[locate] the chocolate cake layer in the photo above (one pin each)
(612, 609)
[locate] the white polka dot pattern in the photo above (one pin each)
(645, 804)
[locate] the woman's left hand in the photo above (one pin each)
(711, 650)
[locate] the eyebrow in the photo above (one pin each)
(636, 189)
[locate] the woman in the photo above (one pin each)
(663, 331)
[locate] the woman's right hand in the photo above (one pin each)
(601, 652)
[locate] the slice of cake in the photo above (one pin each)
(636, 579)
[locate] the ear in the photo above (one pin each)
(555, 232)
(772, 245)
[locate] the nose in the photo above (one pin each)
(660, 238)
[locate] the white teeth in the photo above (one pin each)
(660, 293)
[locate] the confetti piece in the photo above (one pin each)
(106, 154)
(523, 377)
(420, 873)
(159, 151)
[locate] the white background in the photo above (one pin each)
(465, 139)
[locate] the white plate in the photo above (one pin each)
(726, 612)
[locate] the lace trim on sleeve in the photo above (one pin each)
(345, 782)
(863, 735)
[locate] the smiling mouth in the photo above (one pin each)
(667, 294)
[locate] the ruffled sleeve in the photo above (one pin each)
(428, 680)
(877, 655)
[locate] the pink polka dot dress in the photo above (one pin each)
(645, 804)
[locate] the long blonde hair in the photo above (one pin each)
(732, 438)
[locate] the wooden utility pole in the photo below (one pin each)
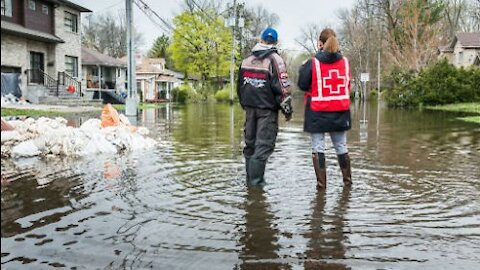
****
> [TASK INSTRUCTIONS]: Copy the material exactly as written and leave every picture behind.

> [PROBLEM SOLUTION]:
[locate] the chocolate cake layer in the photo above (one pin each)
(612, 609)
[locate] the white polka dot pattern in the photo above (one pin each)
(645, 804)
[locate] the woman's left hand in the photo above (one pin each)
(711, 650)
[locate] the eyebrow in the photo above (one pin each)
(636, 189)
[locate] the woman in the photo above (one pin each)
(663, 331)
[locate] the woman's right hand in the photo above (one pin each)
(601, 652)
[locate] the slice of cake in the photo above (one pin each)
(636, 579)
[locate] the ear in the photo above (one pin each)
(555, 232)
(772, 245)
[locate] the nose in the photo above (one pin each)
(660, 238)
[locate] the white teeth in the photo above (one pin each)
(660, 293)
[locate] the confetti piece in the photo above (one pin each)
(106, 154)
(523, 377)
(420, 873)
(159, 151)
[locate] the white background in the photo above (one pin each)
(465, 139)
[locate] the white plate in the photo above (one pin each)
(726, 612)
[locate] the lace trim on sleeve in the photo above (one pin each)
(345, 782)
(863, 735)
[locate] the smiling mouth in the photo above (one pin each)
(667, 294)
[locate] the ruffled sleeve in the photo above (one pin each)
(428, 680)
(877, 655)
[locate] the pink polka dot dress in the photo above (one pin each)
(645, 804)
[locate] the long blonde hair in the photo above (one pin each)
(732, 438)
[locate] the wooden utility pole in the photo below (one pin each)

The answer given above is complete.